• _About this exercise_
What you return must match the records word for word.

========================

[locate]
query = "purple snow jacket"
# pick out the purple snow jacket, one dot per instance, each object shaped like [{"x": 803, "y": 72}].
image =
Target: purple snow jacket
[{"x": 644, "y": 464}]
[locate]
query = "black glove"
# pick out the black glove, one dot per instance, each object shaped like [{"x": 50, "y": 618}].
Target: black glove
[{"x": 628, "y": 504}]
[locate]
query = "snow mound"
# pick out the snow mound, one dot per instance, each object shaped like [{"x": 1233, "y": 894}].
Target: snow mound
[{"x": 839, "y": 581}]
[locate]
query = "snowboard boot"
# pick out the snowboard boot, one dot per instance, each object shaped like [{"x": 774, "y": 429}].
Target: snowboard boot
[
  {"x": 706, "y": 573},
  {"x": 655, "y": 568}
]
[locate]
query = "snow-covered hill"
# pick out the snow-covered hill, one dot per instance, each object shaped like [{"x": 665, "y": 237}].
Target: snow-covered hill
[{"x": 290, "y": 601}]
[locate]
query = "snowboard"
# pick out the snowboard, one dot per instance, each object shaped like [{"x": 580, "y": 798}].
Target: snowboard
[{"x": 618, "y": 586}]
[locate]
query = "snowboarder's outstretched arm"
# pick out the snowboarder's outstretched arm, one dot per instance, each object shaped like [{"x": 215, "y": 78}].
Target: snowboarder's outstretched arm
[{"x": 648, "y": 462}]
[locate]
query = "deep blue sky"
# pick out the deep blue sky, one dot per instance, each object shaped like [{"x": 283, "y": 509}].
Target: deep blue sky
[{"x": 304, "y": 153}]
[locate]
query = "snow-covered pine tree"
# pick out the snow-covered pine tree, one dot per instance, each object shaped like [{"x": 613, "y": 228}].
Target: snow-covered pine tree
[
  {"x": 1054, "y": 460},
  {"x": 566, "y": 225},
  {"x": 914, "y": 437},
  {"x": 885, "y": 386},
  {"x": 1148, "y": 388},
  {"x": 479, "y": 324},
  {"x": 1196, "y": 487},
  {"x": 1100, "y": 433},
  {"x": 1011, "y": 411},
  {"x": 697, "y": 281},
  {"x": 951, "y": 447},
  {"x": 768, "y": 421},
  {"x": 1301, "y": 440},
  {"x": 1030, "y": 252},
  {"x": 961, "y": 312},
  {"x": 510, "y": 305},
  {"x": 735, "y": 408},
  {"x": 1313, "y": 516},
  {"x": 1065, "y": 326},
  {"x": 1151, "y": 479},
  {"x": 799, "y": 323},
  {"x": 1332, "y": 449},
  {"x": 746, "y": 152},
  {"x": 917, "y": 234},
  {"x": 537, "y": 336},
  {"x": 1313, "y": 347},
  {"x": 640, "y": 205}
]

========================

• _Completed exercise_
[locate]
query = "purple snow jacket"
# pick out the purple snow jacket, one dot per instance, each object shaped like [{"x": 803, "y": 72}].
image =
Target: purple snow jacket
[{"x": 644, "y": 464}]
[locate]
query = "black glove"
# pick out the black glove, one dot per instance, each object shaped like [{"x": 50, "y": 618}].
Target: black glove
[{"x": 628, "y": 504}]
[locate]
query = "snow mound"
# pick out the snow mound, one dot per instance, each object shaped like [{"x": 1233, "y": 894}].
Target: snow mound
[{"x": 839, "y": 581}]
[locate]
query = "snowboard boot"
# pick out the snowboard boot, one dot per instance, each object shaped like [{"x": 774, "y": 429}].
Target: snowboard boot
[
  {"x": 706, "y": 573},
  {"x": 655, "y": 568}
]
[locate]
query = "snow-covered hill"
# pick out the snow-covered hill, one dot per instance, each object shaped like [{"x": 665, "y": 237}].
Target: snow-covered hill
[{"x": 290, "y": 601}]
[locate]
query = "snowboard"
# pick out the snowboard, one dot per instance, each object shaped like [{"x": 580, "y": 798}].
Target: snowboard
[{"x": 618, "y": 586}]
[locate]
query = "snowboarder's outstretched arm"
# pick out the snowboarder's outstretched arm, one dot per instance, each object shaped like [{"x": 215, "y": 78}].
Target: snowboarder's outstretched arm
[{"x": 648, "y": 462}]
[locate]
query = "deep blue sky"
# pick out the deep blue sky, one dot per instance, each object shaped like [{"x": 283, "y": 509}].
Target: deep blue sky
[{"x": 304, "y": 153}]
[locate]
query = "snow-covered pine tree"
# pick out the snow-covered pine tree, one dot per instance, each object shaped like [{"x": 613, "y": 228}].
Target: snow-covered pine tree
[
  {"x": 1054, "y": 460},
  {"x": 566, "y": 225},
  {"x": 914, "y": 437},
  {"x": 885, "y": 386},
  {"x": 1148, "y": 388},
  {"x": 479, "y": 324},
  {"x": 1196, "y": 487},
  {"x": 1100, "y": 433},
  {"x": 1011, "y": 411},
  {"x": 697, "y": 281},
  {"x": 951, "y": 447},
  {"x": 768, "y": 421},
  {"x": 1301, "y": 440},
  {"x": 1030, "y": 252},
  {"x": 961, "y": 312},
  {"x": 510, "y": 305},
  {"x": 735, "y": 408},
  {"x": 1313, "y": 516},
  {"x": 1065, "y": 326},
  {"x": 1151, "y": 479},
  {"x": 799, "y": 323},
  {"x": 1332, "y": 449},
  {"x": 746, "y": 152},
  {"x": 917, "y": 234},
  {"x": 537, "y": 336},
  {"x": 1313, "y": 347},
  {"x": 640, "y": 205}
]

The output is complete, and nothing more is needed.